#### [DIRECTION]
Write out exactly the lines below that run from the line containing "the distant boat" through the last line of the records.

#### [DATASET RECORDS]

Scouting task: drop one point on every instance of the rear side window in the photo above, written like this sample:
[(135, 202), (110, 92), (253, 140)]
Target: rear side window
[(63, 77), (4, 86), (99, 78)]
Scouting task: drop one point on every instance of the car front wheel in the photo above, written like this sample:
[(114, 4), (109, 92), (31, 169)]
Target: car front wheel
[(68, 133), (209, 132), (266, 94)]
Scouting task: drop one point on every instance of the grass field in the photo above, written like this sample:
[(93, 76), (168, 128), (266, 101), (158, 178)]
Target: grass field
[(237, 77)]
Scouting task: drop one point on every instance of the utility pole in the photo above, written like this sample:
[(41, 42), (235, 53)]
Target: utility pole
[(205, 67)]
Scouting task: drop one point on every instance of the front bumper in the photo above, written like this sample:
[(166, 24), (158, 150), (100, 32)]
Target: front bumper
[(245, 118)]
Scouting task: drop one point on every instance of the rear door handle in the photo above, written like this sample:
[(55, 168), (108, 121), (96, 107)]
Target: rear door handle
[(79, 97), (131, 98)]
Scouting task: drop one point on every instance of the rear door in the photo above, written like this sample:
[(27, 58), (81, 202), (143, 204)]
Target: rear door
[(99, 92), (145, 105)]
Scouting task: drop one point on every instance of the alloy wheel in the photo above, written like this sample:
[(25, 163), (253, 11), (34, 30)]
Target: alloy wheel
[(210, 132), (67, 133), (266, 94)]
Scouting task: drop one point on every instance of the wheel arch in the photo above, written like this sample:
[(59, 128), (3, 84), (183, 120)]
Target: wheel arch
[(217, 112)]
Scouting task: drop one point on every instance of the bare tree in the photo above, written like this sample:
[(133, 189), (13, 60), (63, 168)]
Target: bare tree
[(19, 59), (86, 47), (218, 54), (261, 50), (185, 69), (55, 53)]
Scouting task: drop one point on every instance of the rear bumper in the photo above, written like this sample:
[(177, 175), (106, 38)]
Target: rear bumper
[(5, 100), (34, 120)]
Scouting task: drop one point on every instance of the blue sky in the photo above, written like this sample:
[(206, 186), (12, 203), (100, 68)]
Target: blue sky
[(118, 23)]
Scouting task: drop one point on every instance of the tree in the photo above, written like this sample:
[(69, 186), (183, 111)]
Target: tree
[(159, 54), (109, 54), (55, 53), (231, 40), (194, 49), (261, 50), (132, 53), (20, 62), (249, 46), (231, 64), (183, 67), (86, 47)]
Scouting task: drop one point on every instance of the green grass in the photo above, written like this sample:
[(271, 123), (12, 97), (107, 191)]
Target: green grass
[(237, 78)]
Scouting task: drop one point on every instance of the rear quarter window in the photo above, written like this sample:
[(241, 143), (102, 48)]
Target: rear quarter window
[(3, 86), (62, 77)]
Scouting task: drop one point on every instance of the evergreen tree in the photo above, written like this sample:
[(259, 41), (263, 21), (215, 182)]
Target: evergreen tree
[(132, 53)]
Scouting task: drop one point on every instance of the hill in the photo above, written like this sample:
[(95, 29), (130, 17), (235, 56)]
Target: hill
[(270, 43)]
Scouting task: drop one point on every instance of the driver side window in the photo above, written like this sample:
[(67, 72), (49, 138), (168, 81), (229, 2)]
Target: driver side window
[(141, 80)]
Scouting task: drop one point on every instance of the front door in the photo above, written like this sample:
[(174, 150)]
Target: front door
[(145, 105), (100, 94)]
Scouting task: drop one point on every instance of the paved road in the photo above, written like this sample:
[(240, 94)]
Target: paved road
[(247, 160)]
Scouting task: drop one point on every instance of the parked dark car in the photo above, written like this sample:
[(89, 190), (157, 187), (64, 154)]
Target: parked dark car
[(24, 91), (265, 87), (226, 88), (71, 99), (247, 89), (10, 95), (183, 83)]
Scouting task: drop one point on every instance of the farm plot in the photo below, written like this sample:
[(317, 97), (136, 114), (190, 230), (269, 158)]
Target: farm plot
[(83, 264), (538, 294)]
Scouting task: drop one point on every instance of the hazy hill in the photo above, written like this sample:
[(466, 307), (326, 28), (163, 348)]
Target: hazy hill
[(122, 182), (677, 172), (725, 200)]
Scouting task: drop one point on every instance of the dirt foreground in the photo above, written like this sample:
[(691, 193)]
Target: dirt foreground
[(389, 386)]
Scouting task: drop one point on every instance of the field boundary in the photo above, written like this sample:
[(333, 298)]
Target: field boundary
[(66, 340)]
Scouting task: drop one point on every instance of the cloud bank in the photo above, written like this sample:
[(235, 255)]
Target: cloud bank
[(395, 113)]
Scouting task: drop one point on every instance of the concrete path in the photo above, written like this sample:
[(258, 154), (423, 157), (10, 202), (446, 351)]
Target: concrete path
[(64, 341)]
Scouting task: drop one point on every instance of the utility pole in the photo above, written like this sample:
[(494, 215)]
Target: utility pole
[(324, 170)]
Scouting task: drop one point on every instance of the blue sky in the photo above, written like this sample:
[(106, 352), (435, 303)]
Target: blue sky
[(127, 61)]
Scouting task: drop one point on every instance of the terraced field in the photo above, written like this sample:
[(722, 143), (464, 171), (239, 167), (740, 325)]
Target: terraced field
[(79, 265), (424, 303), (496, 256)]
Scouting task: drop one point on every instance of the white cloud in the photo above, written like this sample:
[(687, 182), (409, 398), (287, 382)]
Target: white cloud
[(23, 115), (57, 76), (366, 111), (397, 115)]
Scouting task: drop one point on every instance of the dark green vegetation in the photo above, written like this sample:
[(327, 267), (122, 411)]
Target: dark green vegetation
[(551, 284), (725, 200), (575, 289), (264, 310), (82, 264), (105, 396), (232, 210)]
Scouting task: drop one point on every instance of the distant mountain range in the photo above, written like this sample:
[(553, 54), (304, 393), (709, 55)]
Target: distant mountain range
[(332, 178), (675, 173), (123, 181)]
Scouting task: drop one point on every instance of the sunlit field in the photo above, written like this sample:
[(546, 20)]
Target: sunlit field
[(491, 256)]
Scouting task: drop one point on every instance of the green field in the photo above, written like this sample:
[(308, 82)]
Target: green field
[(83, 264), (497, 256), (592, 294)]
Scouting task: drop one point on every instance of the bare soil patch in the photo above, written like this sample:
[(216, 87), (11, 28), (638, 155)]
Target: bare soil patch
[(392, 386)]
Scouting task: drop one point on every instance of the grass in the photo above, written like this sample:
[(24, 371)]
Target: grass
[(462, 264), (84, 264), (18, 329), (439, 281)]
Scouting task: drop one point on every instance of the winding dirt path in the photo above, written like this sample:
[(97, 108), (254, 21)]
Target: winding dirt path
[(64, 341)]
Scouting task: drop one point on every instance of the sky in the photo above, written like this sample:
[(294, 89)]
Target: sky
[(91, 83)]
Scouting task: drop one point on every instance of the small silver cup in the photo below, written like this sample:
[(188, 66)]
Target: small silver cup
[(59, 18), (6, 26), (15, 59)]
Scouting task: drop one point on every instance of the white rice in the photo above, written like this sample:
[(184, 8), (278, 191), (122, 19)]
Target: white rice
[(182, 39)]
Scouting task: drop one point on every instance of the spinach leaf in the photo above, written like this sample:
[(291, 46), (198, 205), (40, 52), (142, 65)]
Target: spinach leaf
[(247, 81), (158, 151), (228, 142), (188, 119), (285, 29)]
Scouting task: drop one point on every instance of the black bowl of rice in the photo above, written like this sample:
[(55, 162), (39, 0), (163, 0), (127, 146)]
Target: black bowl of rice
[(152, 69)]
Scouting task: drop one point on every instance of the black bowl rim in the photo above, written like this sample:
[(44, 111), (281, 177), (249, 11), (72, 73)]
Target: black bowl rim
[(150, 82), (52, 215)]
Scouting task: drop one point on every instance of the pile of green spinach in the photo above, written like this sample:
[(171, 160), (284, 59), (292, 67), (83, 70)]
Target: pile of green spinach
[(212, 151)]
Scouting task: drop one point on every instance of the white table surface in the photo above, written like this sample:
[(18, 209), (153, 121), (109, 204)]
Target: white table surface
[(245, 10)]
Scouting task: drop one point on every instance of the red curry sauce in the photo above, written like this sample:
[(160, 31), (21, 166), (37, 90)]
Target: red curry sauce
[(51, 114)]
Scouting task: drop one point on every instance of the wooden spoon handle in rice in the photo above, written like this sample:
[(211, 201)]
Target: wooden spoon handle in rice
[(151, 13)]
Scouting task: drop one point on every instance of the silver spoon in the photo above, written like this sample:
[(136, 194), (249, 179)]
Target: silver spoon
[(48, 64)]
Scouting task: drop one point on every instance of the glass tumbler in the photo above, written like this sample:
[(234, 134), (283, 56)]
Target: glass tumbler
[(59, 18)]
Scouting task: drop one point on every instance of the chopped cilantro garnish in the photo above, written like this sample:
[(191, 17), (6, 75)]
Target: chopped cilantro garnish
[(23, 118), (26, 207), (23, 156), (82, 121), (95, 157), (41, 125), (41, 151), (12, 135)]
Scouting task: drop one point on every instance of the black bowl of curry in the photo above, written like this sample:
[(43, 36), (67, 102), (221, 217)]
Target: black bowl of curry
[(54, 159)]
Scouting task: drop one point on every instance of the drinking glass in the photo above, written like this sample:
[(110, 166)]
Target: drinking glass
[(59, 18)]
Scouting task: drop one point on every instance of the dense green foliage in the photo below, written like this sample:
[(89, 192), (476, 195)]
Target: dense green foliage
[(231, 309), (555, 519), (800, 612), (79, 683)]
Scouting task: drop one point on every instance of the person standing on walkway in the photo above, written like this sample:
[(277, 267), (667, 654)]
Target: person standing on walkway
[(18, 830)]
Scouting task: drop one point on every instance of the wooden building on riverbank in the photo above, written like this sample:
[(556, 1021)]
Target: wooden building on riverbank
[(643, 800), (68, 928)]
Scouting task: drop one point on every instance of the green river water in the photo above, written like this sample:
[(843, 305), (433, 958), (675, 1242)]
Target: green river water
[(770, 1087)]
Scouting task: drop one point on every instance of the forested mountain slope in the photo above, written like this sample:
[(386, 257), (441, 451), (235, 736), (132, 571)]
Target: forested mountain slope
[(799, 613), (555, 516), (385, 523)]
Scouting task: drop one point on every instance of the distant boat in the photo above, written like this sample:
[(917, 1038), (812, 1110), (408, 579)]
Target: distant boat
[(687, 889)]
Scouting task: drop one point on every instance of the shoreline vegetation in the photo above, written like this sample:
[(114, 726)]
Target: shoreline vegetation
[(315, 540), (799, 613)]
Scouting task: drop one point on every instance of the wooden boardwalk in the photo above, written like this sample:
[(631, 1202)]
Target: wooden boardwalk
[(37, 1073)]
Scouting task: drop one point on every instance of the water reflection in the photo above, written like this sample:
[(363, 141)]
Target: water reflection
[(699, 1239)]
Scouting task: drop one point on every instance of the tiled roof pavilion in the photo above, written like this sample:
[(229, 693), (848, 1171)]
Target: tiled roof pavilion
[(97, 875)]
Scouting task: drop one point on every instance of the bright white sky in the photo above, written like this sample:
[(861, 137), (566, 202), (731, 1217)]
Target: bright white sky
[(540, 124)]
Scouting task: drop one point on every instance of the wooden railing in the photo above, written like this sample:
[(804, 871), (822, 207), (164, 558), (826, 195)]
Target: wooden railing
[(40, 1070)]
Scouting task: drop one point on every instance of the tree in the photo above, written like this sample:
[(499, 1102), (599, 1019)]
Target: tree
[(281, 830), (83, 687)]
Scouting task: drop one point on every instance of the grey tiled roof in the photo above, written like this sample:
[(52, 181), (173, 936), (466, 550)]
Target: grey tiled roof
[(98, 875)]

#### [RESPONSE TO THIS EXERCISE]
Scouting task: drop one point on every instance of the distant boat in the photo above, written like this sample:
[(917, 1038), (812, 1110), (408, 579)]
Target: distant boat
[(687, 889)]
Scouting task: drop one point on every instance of the shoreline vegetation in the photo above, written like this sample:
[(114, 726)]
Target: shoreline vegetation
[(315, 540), (799, 613)]
Scouting task: drop one point on every instance of the wooden boardwalk in the photo above, written like this sample:
[(631, 1202)]
Target: wooden boardwalk
[(37, 1073)]
Scouting task: drop one point on every instance of the water reflection in the photo above, written like this sample:
[(363, 141)]
Target: water reflection
[(699, 1239)]
Scouting task: drop one point on every instance of the tiled roof pavilion in the photo above, written like this sample:
[(229, 693), (848, 1171)]
Target: tiled roof pavilion
[(97, 875)]
Scouting task: drop one point on every instance of the bright white sky in the photo above, written like this sample:
[(861, 137), (566, 202), (731, 1217)]
Target: bright white sky
[(540, 124)]
Scouting task: drop one point on every instance of the wooden railing in the photo above, written like this sample:
[(804, 871), (822, 207), (164, 558), (826, 195)]
Target: wooden railing
[(40, 1070)]
Scouting task: drop one point on every instance of the tree in the photo above, written like this sample:
[(499, 1102), (599, 1019)]
Target: tree
[(281, 830), (83, 687)]
Scouting task: drop one point on every instance of the grey tiled roof in the photo above, written like this sample:
[(52, 181), (173, 936), (466, 550)]
Target: grey tiled roof
[(98, 875)]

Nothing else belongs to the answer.